A faithful copy of all the entries is required, with no pictures in it.

━━━ Data for the task ━━━

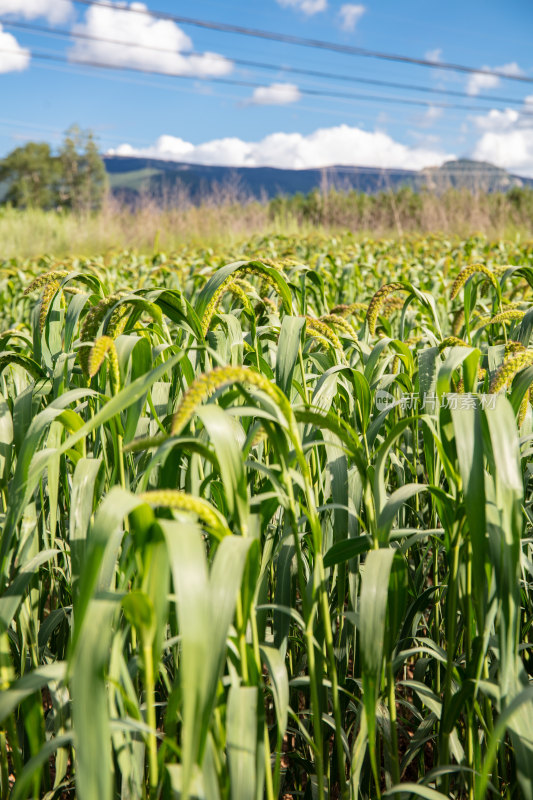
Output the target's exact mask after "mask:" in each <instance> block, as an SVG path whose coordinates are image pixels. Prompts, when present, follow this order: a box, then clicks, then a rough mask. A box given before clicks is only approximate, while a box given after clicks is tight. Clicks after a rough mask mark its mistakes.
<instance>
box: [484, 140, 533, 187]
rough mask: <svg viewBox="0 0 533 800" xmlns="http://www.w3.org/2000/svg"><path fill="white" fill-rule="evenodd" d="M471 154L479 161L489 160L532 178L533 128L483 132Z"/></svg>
mask: <svg viewBox="0 0 533 800" xmlns="http://www.w3.org/2000/svg"><path fill="white" fill-rule="evenodd" d="M472 155H473V158H475V159H478V160H479V161H490V163H491V164H496V166H498V167H504V169H508V170H510V171H511V172H516V173H517V174H518V175H524V176H526V177H529V178H533V129H527V128H526V129H520V128H517V129H515V130H508V131H489V132H487V133H484V134H483V136H482V137H481V139H480V140H479V141H478V142H477V144H476V146H475V148H474V152H473V154H472Z"/></svg>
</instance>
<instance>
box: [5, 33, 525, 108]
mask: <svg viewBox="0 0 533 800" xmlns="http://www.w3.org/2000/svg"><path fill="white" fill-rule="evenodd" d="M0 53H10V54H12V55H20V51H18V50H13V49H9V48H0ZM28 53H29V54H30V56H31V57H32V58H35V59H39V60H44V61H53V62H57V63H64V64H77V65H81V66H85V67H91V68H97V69H108V70H119V71H132V72H136V73H142V74H150V75H160V76H165V77H167V78H174V79H176V78H177V79H181V80H183V79H187V80H191V79H196V78H198V76H197V75H185V74H182V73H174V72H168V71H165V70H155V69H146V68H142V67H135V66H130V65H122V64H121V65H117V64H112V63H105V62H103V61H92V60H90V59H73V58H70V59H69V58H67V57H66V56H64V55H62V54H59V53H41V52H36V51H35V50H28ZM202 80H204V81H206V82H210V83H213V84H224V85H226V86H240V87H244V88H250V89H270V88H271V87H270V85H269V84H265V83H258V82H256V81H247V80H240V79H236V78H225V77H211V76H210V77H203V78H202ZM298 92H299V93H300V95H308V96H312V97H326V98H330V99H335V100H343V101H354V100H355V101H359V102H378V103H388V104H393V105H410V106H422V107H424V108H442V109H457V110H461V111H484V110H488V109H487V108H483V107H481V106H478V105H465V104H457V103H440V102H434V101H431V100H417V99H414V98H409V97H391V96H389V95H376V94H357V93H351V92H337V91H332V90H323V89H310V88H307V87H300V88H298ZM518 113H520V114H521V115H523V116H531V115H533V111H531V112H529V111H520V112H518Z"/></svg>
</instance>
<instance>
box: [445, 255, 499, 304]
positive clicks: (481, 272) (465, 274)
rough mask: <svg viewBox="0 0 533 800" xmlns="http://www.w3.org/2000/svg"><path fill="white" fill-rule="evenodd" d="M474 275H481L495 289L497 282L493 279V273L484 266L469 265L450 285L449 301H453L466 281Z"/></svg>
mask: <svg viewBox="0 0 533 800" xmlns="http://www.w3.org/2000/svg"><path fill="white" fill-rule="evenodd" d="M476 273H481V274H483V275H485V277H487V278H488V279H489V280H490V282H491V283H492V285H493V286H495V287H497V286H498V285H499V284H498V281H497V279H496V278H495V277H494V275H493V273H492V272H491V271H490V269H488V267H486V266H485V265H484V264H469V265H468V266H467V267H465V268H464V269H462V270H461V272H460V273H459V275H458V276H457V277H456V279H455V280H454V282H453V284H452V291H451V294H450V299H451V300H455V298H456V297H457V295H458V294H459V292H460V291H461V289H462V288H463V286H464V285H465V283H466V282H467V280H469V278H471V277H472V275H475V274H476Z"/></svg>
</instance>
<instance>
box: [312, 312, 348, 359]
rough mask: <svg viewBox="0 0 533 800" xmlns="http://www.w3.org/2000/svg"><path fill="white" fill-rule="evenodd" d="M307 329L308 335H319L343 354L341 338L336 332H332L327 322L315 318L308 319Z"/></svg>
mask: <svg viewBox="0 0 533 800" xmlns="http://www.w3.org/2000/svg"><path fill="white" fill-rule="evenodd" d="M305 327H306V330H307V332H308V333H311V334H314V333H318V334H319V335H320V336H321V337H322V338H323V339H327V341H328V342H329V344H330V345H332V346H333V347H334V348H335V350H340V352H341V353H342V344H341V341H340V339H339V337H338V336H337V334H336V333H335V332H334V331H332V330H331V328H330V326H329V325H328V324H326V322H324V321H322V320H319V319H314V318H313V317H306V318H305Z"/></svg>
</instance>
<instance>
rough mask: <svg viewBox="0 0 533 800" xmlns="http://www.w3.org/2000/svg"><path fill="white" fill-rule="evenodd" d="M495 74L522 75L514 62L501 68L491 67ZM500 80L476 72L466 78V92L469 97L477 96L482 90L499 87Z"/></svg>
mask: <svg viewBox="0 0 533 800" xmlns="http://www.w3.org/2000/svg"><path fill="white" fill-rule="evenodd" d="M482 69H487V70H489V69H491V67H487V66H484V67H482ZM492 69H494V70H495V71H496V72H504V73H505V74H506V75H523V71H522V70H521V69H520V67H519V66H518V64H517V63H516V61H513V62H512V63H511V64H503V65H502V66H501V67H493V68H492ZM500 82H501V80H500V78H498V76H497V75H483V74H482V73H481V72H476V73H474V74H473V75H471V76H470V77H469V78H468V82H467V84H466V91H467V93H468V94H470V95H472V96H473V95H476V94H479V93H480V91H481V90H482V89H495V88H496V87H497V86H499V85H500Z"/></svg>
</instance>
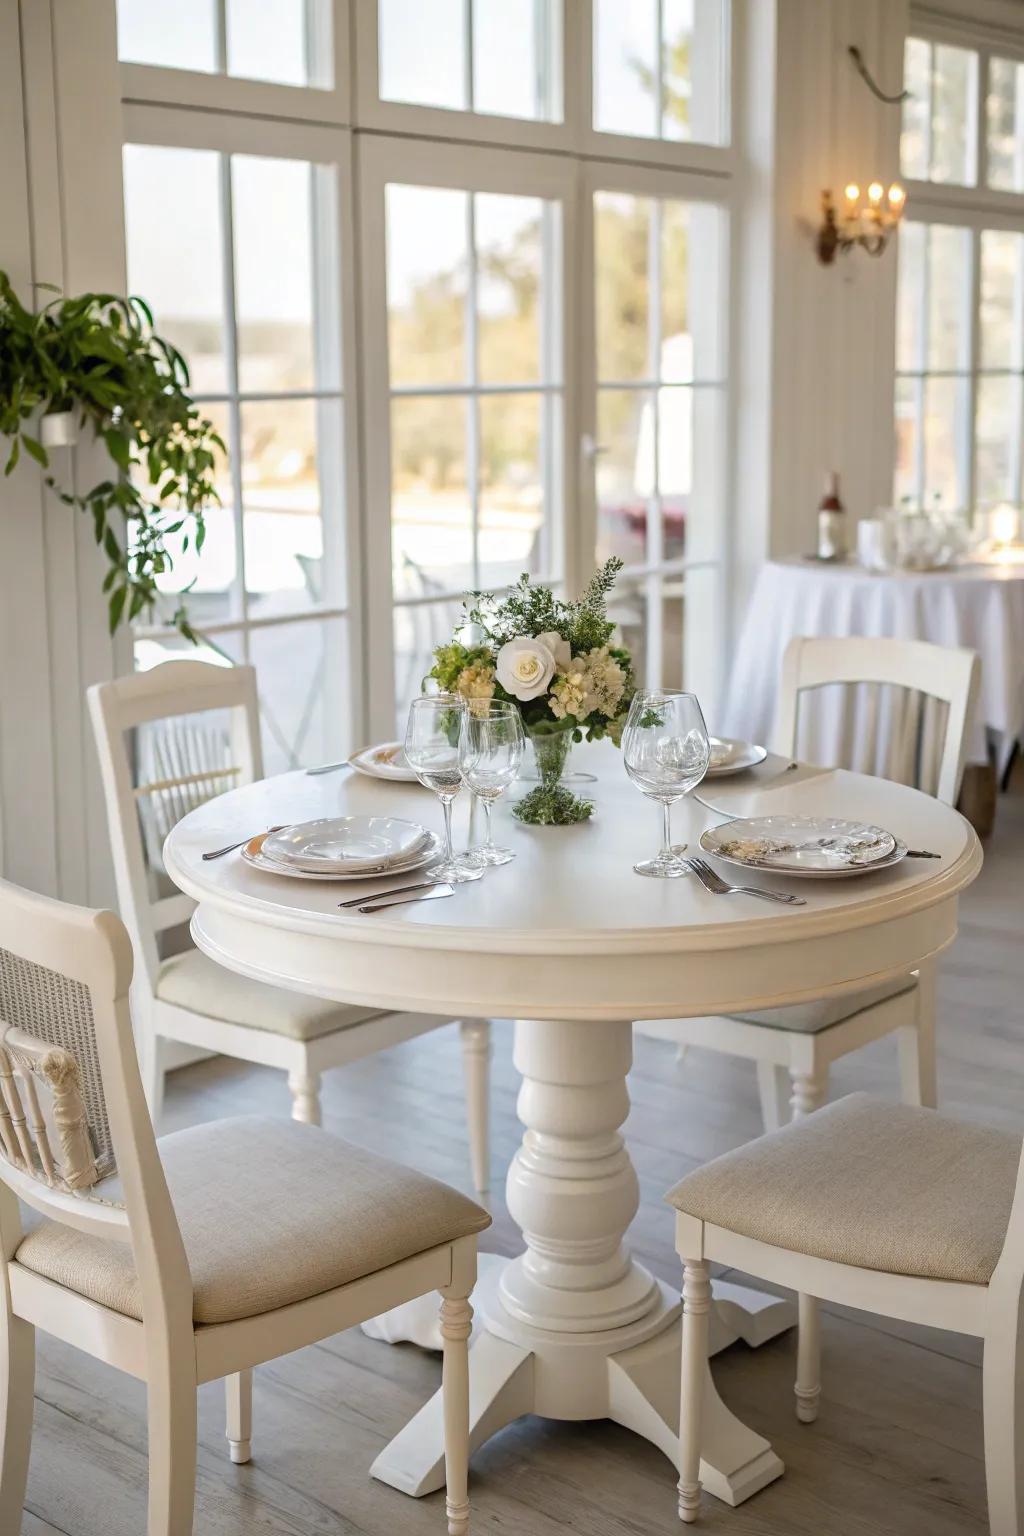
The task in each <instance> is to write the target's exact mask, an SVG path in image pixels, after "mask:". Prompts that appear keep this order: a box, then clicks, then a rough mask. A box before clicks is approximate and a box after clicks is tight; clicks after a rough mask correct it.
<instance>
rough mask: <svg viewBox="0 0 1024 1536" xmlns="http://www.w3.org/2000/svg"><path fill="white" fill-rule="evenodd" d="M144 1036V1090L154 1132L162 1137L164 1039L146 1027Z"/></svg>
mask: <svg viewBox="0 0 1024 1536" xmlns="http://www.w3.org/2000/svg"><path fill="white" fill-rule="evenodd" d="M143 1028H144V1031H146V1032H144V1035H143V1041H141V1051H140V1066H141V1074H143V1089H144V1092H146V1103H147V1106H149V1118H150V1120H152V1123H154V1130H155V1132H157V1135H160V1118H161V1115H163V1111H164V1037H163V1035H158V1034H157V1031H155V1029H154V1028H152V1026H149V1025H144V1026H143Z"/></svg>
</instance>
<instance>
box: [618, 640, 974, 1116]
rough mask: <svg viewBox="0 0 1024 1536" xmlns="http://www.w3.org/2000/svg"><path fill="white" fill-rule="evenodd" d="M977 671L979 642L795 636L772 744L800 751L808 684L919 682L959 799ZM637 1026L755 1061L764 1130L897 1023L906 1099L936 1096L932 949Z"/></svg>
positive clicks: (920, 688) (806, 1104) (936, 779)
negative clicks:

━━━

Written response
Output the target's exact mask after "mask:" in each <instance> block, as an SVG path whose coordinates are image pixels. Prompts, when present, follow this order: a box, then clicks, then a rough mask. A box given before clicks is only approximate, while a box given after clicks is tight. Clicks after a rough mask mark its mistakes.
<instance>
box: [484, 140, 533, 187]
rough mask: <svg viewBox="0 0 533 800" xmlns="http://www.w3.org/2000/svg"><path fill="white" fill-rule="evenodd" d="M471 154L479 161L489 160L532 178L533 128L483 132Z"/></svg>
mask: <svg viewBox="0 0 533 800" xmlns="http://www.w3.org/2000/svg"><path fill="white" fill-rule="evenodd" d="M472 155H473V158H475V159H478V160H479V161H490V163H491V164H496V166H498V167H504V169H508V170H510V171H511V172H516V173H517V174H518V175H524V176H526V177H529V178H533V129H527V128H526V129H520V128H517V129H515V130H508V131H489V132H487V133H484V134H483V136H482V137H481V139H480V140H479V141H478V142H477V144H476V146H475V148H474V152H473V154H472Z"/></svg>
</instance>
<instance>
box: [5, 33, 525, 108]
mask: <svg viewBox="0 0 533 800" xmlns="http://www.w3.org/2000/svg"><path fill="white" fill-rule="evenodd" d="M0 53H10V54H12V55H20V51H18V50H13V49H9V48H0ZM28 53H29V54H30V56H31V57H32V58H35V59H39V60H44V61H53V62H57V63H64V64H77V65H81V66H85V67H91V68H97V69H108V70H119V71H132V72H136V73H142V74H150V75H160V76H165V77H167V78H174V79H176V78H177V79H181V80H183V79H187V80H191V79H196V78H198V76H197V75H185V74H182V73H174V72H168V71H165V70H155V69H146V68H142V67H135V66H130V65H122V64H121V65H117V64H112V63H105V62H103V61H92V60H90V59H73V58H70V59H69V58H67V57H66V56H64V55H62V54H59V53H41V52H36V51H35V50H28ZM202 80H204V81H206V82H210V83H213V84H224V85H226V86H240V87H244V88H250V89H270V88H271V87H270V85H269V84H265V83H258V82H256V81H247V80H240V79H236V78H225V77H211V76H210V77H203V78H202ZM298 92H299V93H300V95H308V96H312V97H326V98H330V99H335V100H343V101H354V100H355V101H359V102H378V103H388V104H393V105H410V106H422V107H424V108H442V109H457V110H461V111H484V110H488V109H487V108H483V107H481V106H478V105H465V104H457V103H440V102H434V101H431V100H417V99H414V98H409V97H391V96H389V95H376V94H357V93H351V92H337V91H332V90H323V89H310V88H307V87H300V88H298ZM518 113H520V114H521V115H523V116H531V115H533V111H531V112H529V111H520V112H518Z"/></svg>
</instance>
<instance>
box: [445, 255, 499, 304]
positive clicks: (481, 272) (465, 274)
rough mask: <svg viewBox="0 0 533 800" xmlns="http://www.w3.org/2000/svg"><path fill="white" fill-rule="evenodd" d="M474 275H481L495 289L497 282L493 279V273L484 266L469 265L450 285L449 301H453L466 281Z"/></svg>
mask: <svg viewBox="0 0 533 800" xmlns="http://www.w3.org/2000/svg"><path fill="white" fill-rule="evenodd" d="M476 273H481V274H483V275H485V277H487V278H488V279H489V280H490V282H491V283H492V285H493V286H495V287H497V286H498V285H499V284H498V281H497V279H496V278H495V277H494V275H493V273H492V272H491V271H490V269H488V267H486V266H485V265H484V264H469V265H468V266H467V267H465V268H464V269H462V270H461V272H460V273H459V275H458V276H457V277H456V279H455V280H454V282H453V284H452V291H451V294H450V299H451V300H455V298H456V297H457V295H458V294H459V292H460V291H461V289H462V288H463V286H464V285H465V283H466V282H467V280H469V278H471V277H472V275H475V274H476Z"/></svg>
</instance>
<instance>
box: [312, 312, 348, 359]
rough mask: <svg viewBox="0 0 533 800" xmlns="http://www.w3.org/2000/svg"><path fill="white" fill-rule="evenodd" d="M307 329L308 335H319L343 354L341 338L336 332H332L327 322L315 318L308 319Z"/></svg>
mask: <svg viewBox="0 0 533 800" xmlns="http://www.w3.org/2000/svg"><path fill="white" fill-rule="evenodd" d="M305 327H306V330H307V332H308V333H311V334H314V333H318V334H319V335H320V336H321V337H322V338H323V339H327V341H328V342H329V344H330V345H332V346H333V347H334V348H335V350H340V352H341V353H342V344H341V341H340V339H339V337H338V336H337V334H336V333H335V332H334V331H332V330H331V328H330V326H329V325H328V324H326V322H324V321H322V320H319V319H314V318H313V317H306V318H305Z"/></svg>
</instance>
<instance>
rough mask: <svg viewBox="0 0 533 800" xmlns="http://www.w3.org/2000/svg"><path fill="white" fill-rule="evenodd" d="M495 74L522 75L514 62L501 68L491 67ZM500 80L476 72L466 78V92L469 97L477 96L482 90L499 87Z"/></svg>
mask: <svg viewBox="0 0 533 800" xmlns="http://www.w3.org/2000/svg"><path fill="white" fill-rule="evenodd" d="M482 69H487V70H489V69H491V67H487V66H484V67H482ZM492 69H494V70H495V71H496V72H504V73H505V74H506V75H523V71H522V70H521V69H520V67H519V66H518V64H517V63H516V61H513V62H512V63H511V64H503V65H502V66H501V67H493V68H492ZM500 82H501V80H500V78H498V76H497V75H483V74H482V73H481V72H476V73H474V74H473V75H471V76H470V77H469V78H468V82H467V84H466V91H467V93H468V94H470V95H472V96H473V95H476V94H479V93H480V91H481V90H482V89H495V88H496V87H497V86H499V85H500Z"/></svg>
</instance>
The task in each <instance> is to write the target's exact mask, an SVG path in image pixels, after "mask:". Prompts that appear keep this order: a box, then clicks, then a rough mask. A box before clicks is approximate and a box after clicks is tight; clicks after a rough mask correct it.
<instance>
rough mask: <svg viewBox="0 0 1024 1536" xmlns="http://www.w3.org/2000/svg"><path fill="white" fill-rule="evenodd" d="M144 1036V1090L154 1132L162 1137L164 1039L146 1027Z"/></svg>
mask: <svg viewBox="0 0 1024 1536" xmlns="http://www.w3.org/2000/svg"><path fill="white" fill-rule="evenodd" d="M143 1028H144V1031H146V1032H144V1035H143V1041H141V1051H140V1066H141V1074H143V1089H144V1092H146V1103H147V1106H149V1118H150V1120H152V1123H154V1130H155V1132H157V1135H160V1118H161V1115H163V1111H164V1037H163V1035H158V1034H157V1031H155V1029H154V1028H152V1026H149V1025H144V1026H143Z"/></svg>
</instance>
<instance>
box: [618, 640, 974, 1116]
rough mask: <svg viewBox="0 0 1024 1536" xmlns="http://www.w3.org/2000/svg"><path fill="white" fill-rule="evenodd" d="M977 671L979 642L795 636L772 744L800 751L808 684L919 682L959 799ZM637 1026L755 1061L764 1130L897 1023L906 1099L936 1096L932 949Z"/></svg>
positive clicks: (920, 688) (806, 1104) (936, 779)
negative clicks:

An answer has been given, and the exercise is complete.